The records follow. Filter them to the lines that hold "pine".

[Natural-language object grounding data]

>>>

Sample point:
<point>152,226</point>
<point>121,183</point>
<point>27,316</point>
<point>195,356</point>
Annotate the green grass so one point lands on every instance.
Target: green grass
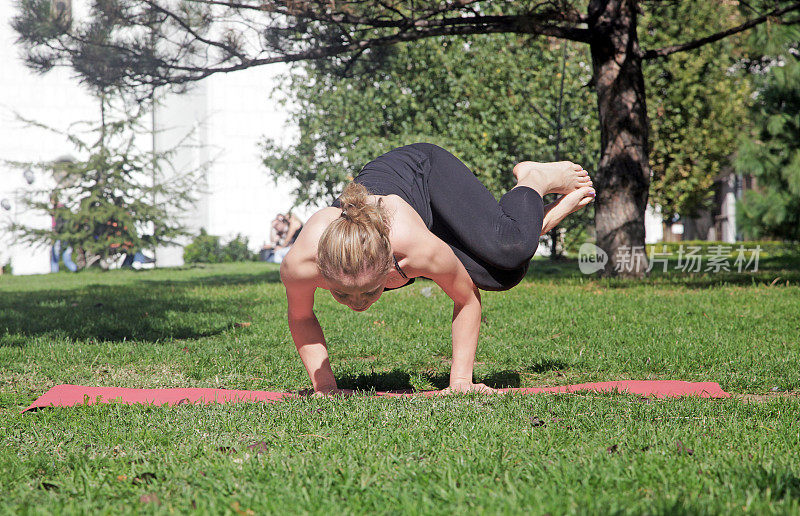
<point>555,454</point>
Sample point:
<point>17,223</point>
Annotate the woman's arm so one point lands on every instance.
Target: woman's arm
<point>445,269</point>
<point>304,326</point>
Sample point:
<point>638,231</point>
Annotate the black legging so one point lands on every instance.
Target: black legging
<point>495,241</point>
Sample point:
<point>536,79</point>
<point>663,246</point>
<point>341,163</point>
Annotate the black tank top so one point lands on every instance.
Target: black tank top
<point>403,172</point>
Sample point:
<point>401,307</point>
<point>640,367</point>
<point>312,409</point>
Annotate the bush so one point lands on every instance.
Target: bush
<point>237,250</point>
<point>207,248</point>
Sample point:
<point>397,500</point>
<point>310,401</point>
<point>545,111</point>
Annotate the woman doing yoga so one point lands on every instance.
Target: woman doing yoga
<point>417,211</point>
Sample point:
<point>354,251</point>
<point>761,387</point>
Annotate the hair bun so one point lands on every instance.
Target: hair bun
<point>358,240</point>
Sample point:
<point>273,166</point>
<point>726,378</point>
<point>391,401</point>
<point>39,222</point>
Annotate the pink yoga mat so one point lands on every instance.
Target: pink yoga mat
<point>70,395</point>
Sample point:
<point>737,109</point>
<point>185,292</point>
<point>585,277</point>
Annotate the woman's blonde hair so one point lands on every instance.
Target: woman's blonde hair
<point>358,241</point>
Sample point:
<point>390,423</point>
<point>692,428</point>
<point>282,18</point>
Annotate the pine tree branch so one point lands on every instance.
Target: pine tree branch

<<<

Task answer.
Annotate the pine tree branch so one point lands on every instance.
Target: pine tree branch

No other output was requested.